===== Given data =====
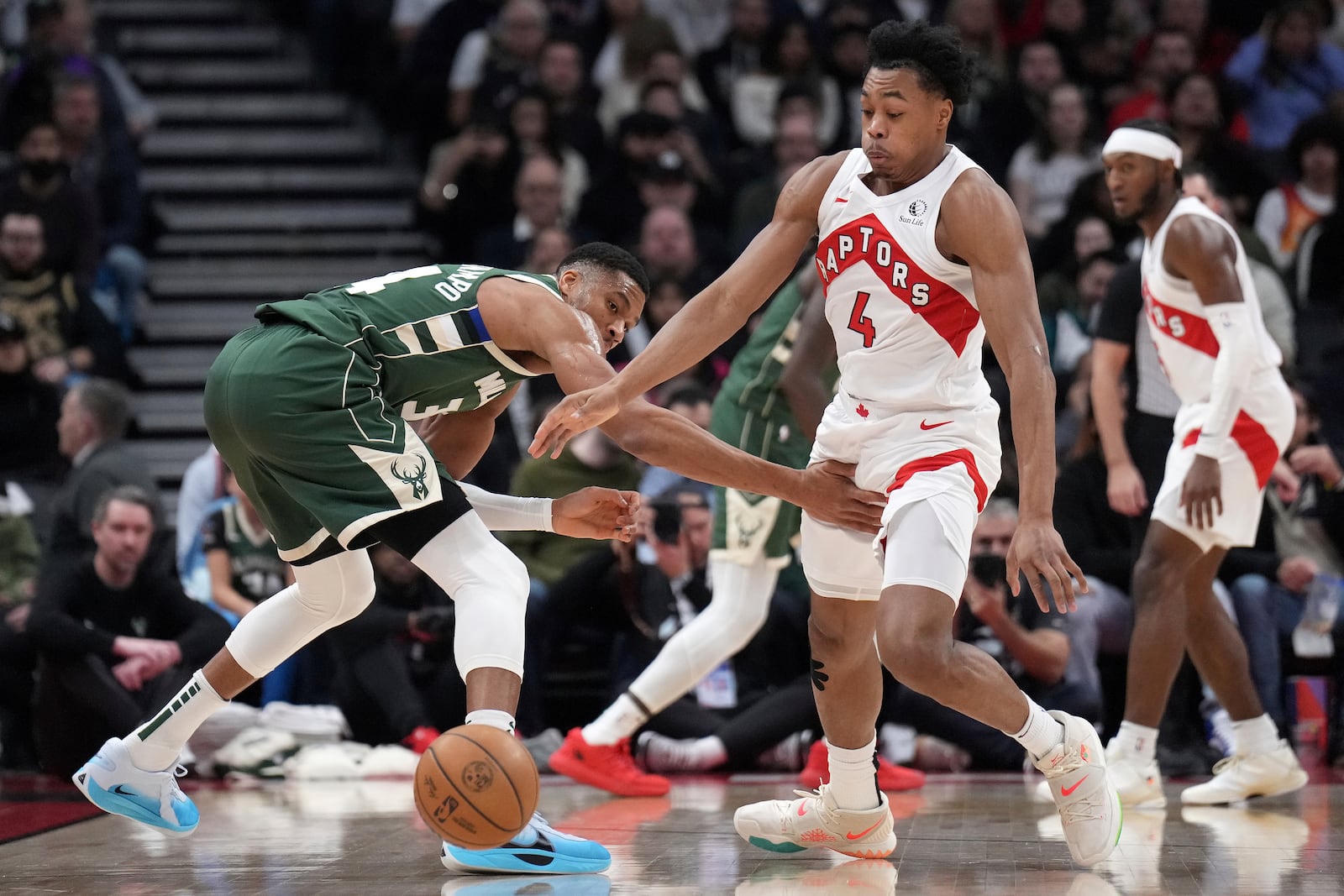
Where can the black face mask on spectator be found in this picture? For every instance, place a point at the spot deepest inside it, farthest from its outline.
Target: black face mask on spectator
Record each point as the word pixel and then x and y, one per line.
pixel 44 170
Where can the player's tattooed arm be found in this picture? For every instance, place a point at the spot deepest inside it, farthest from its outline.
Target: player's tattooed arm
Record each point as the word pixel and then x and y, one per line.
pixel 460 439
pixel 980 228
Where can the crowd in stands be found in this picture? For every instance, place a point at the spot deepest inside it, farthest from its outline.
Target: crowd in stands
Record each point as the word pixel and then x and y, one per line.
pixel 669 129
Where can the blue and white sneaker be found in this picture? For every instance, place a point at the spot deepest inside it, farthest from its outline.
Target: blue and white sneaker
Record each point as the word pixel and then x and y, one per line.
pixel 113 783
pixel 538 849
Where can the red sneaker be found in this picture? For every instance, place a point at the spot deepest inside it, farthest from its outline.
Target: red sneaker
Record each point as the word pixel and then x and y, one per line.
pixel 605 768
pixel 817 772
pixel 420 739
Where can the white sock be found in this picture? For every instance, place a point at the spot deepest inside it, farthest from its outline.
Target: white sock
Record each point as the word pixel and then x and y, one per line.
pixel 492 718
pixel 156 745
pixel 1041 734
pixel 617 721
pixel 709 752
pixel 1136 741
pixel 1254 735
pixel 853 775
=====
§ Exercise:
Rewrite the listing above, replacing every occurrence of "sneaker" with "shoe" and leaving everything else unchanged. Omit the pictures from your answer.

§ Solution below:
Where can the black face mask on spectator be found in this picture? For every instance, place a point at the spot deepest inside it, farthest from its outline.
Target: black face mask on spectator
Record each point as the word pixel and then x and y, one per line.
pixel 44 170
Where can the player's tattooed arm be found in this picture? For every instance, place a point at the spot deepest inside it, farthest from its outline.
Target: player's tattooed arm
Record each point as the word pixel and then x and y, one per line.
pixel 460 439
pixel 980 228
Where can the crowd in stands be found in this picture? For every instance, place a point at the spot deepest inside it, farthest from its outline.
Target: crowd in stands
Record each point as the word pixel and then x and y, one per line.
pixel 669 129
Where can the blue and white shoe be found in this picture? For every instance, place a point at the spot deepest inside it, farthest from its outline.
Target: blue and white shoe
Record each point as the word pixel and then x and y, one per line.
pixel 113 783
pixel 538 849
Where can the red shoe be found in this picture? For every instance, place a point at the spot deepest inside it, farthest from its outline.
Target: red shoe
Record each point as the word pixel and then x and y, one per line.
pixel 605 768
pixel 817 772
pixel 420 739
Where can the white sock be found in this picture? For every instance, place a point at the spot deepest inside it, farthest from its outline.
Target: white sock
Record each point as the word pixel and then x and y, one per line.
pixel 492 718
pixel 156 745
pixel 1041 734
pixel 617 721
pixel 709 752
pixel 1136 741
pixel 1254 735
pixel 853 775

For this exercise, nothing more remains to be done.